[Point annotation data]
....
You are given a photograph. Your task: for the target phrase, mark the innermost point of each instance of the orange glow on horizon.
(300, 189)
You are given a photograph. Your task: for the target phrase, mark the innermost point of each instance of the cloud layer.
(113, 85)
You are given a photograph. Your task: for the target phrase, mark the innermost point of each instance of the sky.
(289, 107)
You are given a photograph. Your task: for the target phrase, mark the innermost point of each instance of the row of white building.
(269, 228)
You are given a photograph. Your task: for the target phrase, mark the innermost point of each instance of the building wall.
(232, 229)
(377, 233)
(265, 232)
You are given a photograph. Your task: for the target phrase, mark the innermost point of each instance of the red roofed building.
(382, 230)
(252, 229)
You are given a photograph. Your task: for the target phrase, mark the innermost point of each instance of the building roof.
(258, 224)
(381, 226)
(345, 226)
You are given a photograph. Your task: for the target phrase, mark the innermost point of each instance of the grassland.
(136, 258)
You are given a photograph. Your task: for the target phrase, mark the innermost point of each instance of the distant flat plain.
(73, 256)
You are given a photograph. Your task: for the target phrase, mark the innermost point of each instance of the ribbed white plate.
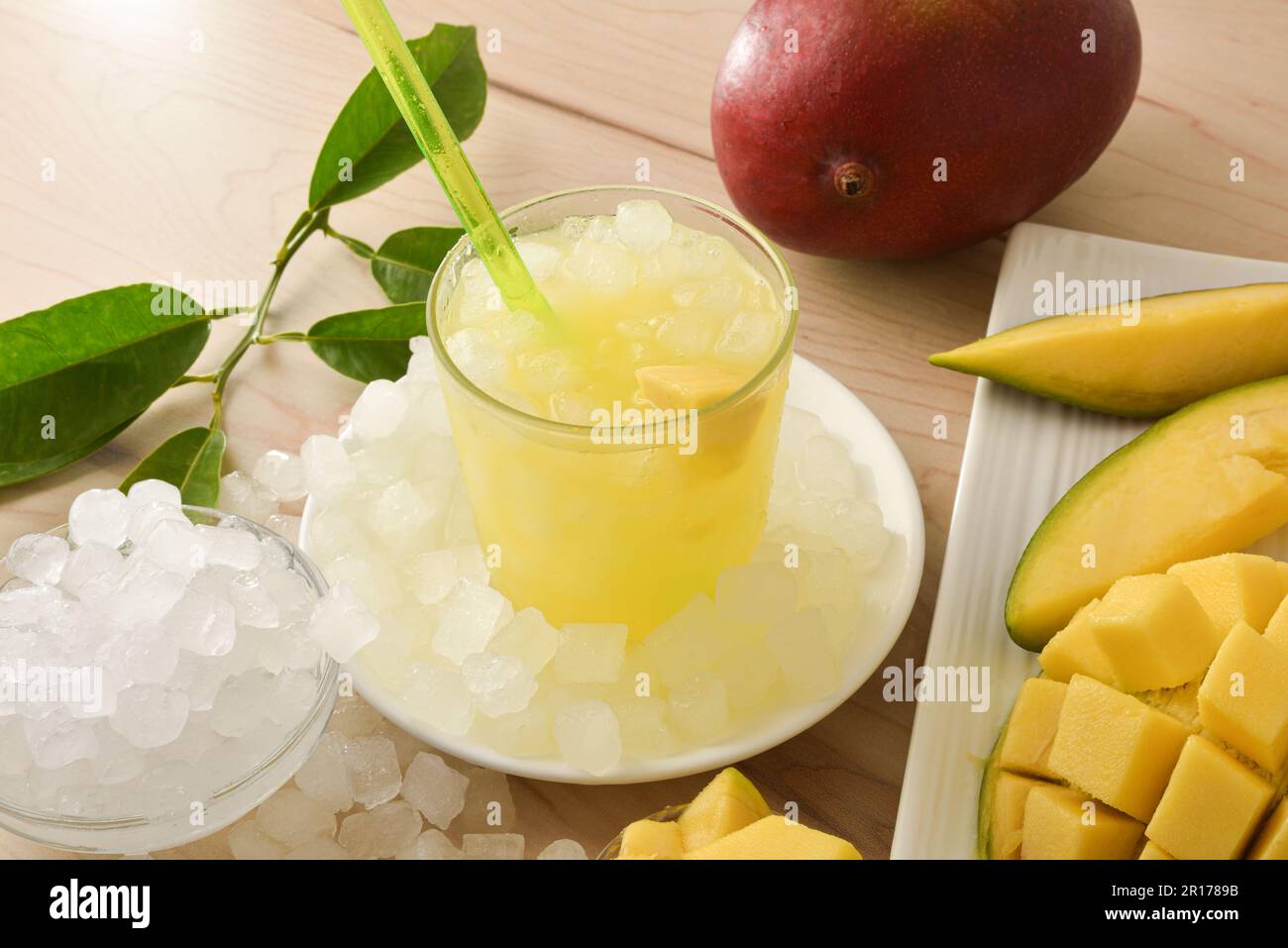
....
Aim of the exercise. Rewrite every line of the records above as a numbered list, skipping blank lines and leaving out the pictures.

Response for this exercise.
1. You are given a photograph. Your task: for the target phrase, mark the innermost point of each instance of the orange glow on horizon.
2. (300, 189)
3. You are given a photograph. Your task: for the target phrase, mark the innermost point of each instance of the cloud layer.
4. (113, 85)
5. You are given a photograph. Your task: for the target phrase, mark the innermost point of each instance of the sky.
6. (289, 107)
7. You are given a photograph. Your task: for the target phrase, mark the innermost point of each instance of the row of white building.
8. (269, 228)
9. You are given a photograph. Your task: for the target phrase, mark the innermost point of each instance of the building wall.
10. (232, 229)
11. (377, 233)
12. (265, 232)
13. You are given a photograph. Your task: for the target phrase, mark the innermost point of each instance of the red roofed building.
14. (382, 230)
15. (252, 229)
16. You are given a photograph. Your task: for the target phrase, mark the innermost point of each instance of the building roof.
17. (258, 224)
18. (381, 226)
19. (345, 226)
20. You are given a photograph. Your task: for the target phrase, mark the innermost point of each instance of the grassland.
21. (136, 258)
22. You are given a photograph. Your task: for the target phrase, mark the innermost point of each instance of the distant flat plain.
23. (73, 256)
24. You are given a photograph. Your task: for the target phrase, mark the innermost point of each instance of the ribbed white plate.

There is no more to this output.